** START OF Input **
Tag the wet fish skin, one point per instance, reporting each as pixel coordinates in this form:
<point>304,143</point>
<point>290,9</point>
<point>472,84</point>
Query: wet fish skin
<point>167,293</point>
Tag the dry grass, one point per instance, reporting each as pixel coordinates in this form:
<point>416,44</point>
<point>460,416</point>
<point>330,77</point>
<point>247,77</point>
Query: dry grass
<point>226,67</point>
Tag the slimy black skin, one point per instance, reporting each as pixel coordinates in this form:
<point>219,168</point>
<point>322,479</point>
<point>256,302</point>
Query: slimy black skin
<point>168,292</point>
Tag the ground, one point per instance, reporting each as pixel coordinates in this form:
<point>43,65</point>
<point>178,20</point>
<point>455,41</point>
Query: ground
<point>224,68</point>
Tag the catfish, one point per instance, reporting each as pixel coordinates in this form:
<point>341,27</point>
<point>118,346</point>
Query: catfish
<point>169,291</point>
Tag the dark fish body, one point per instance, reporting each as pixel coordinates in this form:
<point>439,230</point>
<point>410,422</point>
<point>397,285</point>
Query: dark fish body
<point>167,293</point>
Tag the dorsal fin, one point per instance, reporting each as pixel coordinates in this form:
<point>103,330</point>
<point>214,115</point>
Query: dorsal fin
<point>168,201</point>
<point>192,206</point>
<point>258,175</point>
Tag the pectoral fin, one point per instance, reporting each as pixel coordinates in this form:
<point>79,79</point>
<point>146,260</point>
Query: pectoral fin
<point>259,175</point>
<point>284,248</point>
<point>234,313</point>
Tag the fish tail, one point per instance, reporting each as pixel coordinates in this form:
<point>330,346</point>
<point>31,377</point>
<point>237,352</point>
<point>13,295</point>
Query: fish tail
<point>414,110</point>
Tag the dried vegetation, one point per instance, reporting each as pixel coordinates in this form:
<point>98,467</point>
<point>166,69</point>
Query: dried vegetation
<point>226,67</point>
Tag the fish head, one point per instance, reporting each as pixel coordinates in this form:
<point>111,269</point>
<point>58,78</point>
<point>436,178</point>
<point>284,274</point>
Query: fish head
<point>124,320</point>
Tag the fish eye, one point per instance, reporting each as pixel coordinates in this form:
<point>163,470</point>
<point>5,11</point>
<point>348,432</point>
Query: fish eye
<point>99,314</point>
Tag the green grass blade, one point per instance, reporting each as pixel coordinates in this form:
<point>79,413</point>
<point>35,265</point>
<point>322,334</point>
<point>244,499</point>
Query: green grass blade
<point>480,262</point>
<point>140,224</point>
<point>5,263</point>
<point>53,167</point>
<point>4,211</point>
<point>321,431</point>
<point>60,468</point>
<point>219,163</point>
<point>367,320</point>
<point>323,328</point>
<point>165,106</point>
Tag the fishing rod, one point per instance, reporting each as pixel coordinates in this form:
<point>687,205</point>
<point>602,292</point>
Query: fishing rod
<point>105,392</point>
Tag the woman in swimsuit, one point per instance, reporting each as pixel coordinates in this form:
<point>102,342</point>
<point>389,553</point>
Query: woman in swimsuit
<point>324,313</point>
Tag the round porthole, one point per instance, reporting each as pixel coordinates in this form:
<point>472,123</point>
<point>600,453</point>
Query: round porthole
** END OF Input **
**Problem statement**
Can you reproduce all of the records above line for line, with nothing changed?

**Task answer**
Tag the wet fish skin, one point per instance, reporting each as pixel coordinates in this form:
<point>304,143</point>
<point>290,9</point>
<point>472,84</point>
Query: wet fish skin
<point>167,293</point>
Tag the dry grass, one point per instance, reporting each as pixel coordinates in this form:
<point>416,44</point>
<point>460,416</point>
<point>330,77</point>
<point>247,77</point>
Query: dry grass
<point>226,67</point>
Tag the slimy black skin, one point per instance, reporting each as pixel coordinates in this form:
<point>219,168</point>
<point>322,479</point>
<point>256,302</point>
Query: slimy black skin
<point>168,292</point>
Tag the ground, one point per instance, reporting each as pixel coordinates in this form:
<point>43,65</point>
<point>178,20</point>
<point>455,41</point>
Query: ground
<point>224,68</point>
Tag the catfish, one point per instance, reporting each as pixel coordinates in this form:
<point>341,27</point>
<point>118,346</point>
Query: catfish
<point>169,291</point>
Tag the dark fish body, one point per instance, reporting each as pixel coordinates in this form:
<point>439,230</point>
<point>410,422</point>
<point>397,285</point>
Query: dark fish body
<point>167,293</point>
Tag the dorsal fin, one point per instance, reporting each as pixel coordinates in this form:
<point>103,330</point>
<point>214,115</point>
Query: dorsal fin
<point>168,201</point>
<point>192,206</point>
<point>258,175</point>
Tag the pectoral fin, one point per instance, reporting each as pixel coordinates in this form:
<point>79,79</point>
<point>146,260</point>
Query: pectoral fin
<point>259,175</point>
<point>284,248</point>
<point>234,313</point>
Tag the fish tail, one point per instance, reporting each as pixel coordinates in this form:
<point>330,346</point>
<point>31,377</point>
<point>237,352</point>
<point>13,295</point>
Query: fish tail
<point>414,110</point>
Tag the dried vegetation, one point per instance, reporting each as pixel coordinates in this form:
<point>98,467</point>
<point>166,69</point>
Query: dried vegetation
<point>226,67</point>
Tag the fish head, one point per instance, reporting each as pixel coordinates in this form:
<point>111,269</point>
<point>58,78</point>
<point>436,178</point>
<point>284,274</point>
Query: fish head
<point>124,320</point>
Tag the fish eye, one point per instance, reporting each as pixel coordinates in this form:
<point>163,470</point>
<point>5,11</point>
<point>348,432</point>
Query: fish eye
<point>99,314</point>
Tag the green grass blade, one point per instance, reporting each as pixel coordinates in this form:
<point>79,413</point>
<point>35,265</point>
<point>322,334</point>
<point>244,499</point>
Query: green grass blade
<point>480,262</point>
<point>140,224</point>
<point>5,263</point>
<point>53,167</point>
<point>4,211</point>
<point>321,431</point>
<point>60,468</point>
<point>219,163</point>
<point>367,320</point>
<point>323,328</point>
<point>165,106</point>
Tag the fishing rod, one point per instance, reporting each as pixel coordinates in this form:
<point>687,205</point>
<point>602,292</point>
Query: fishing rod
<point>105,392</point>
Tag the woman in swimsuit, one point per instance, reporting each as pixel coordinates in this form:
<point>102,342</point>
<point>389,553</point>
Query: woman in swimsuit
<point>324,313</point>
Tag the round porthole, one point per instance, reporting each as pixel coordinates in this form:
<point>472,123</point>
<point>600,453</point>
Query: round porthole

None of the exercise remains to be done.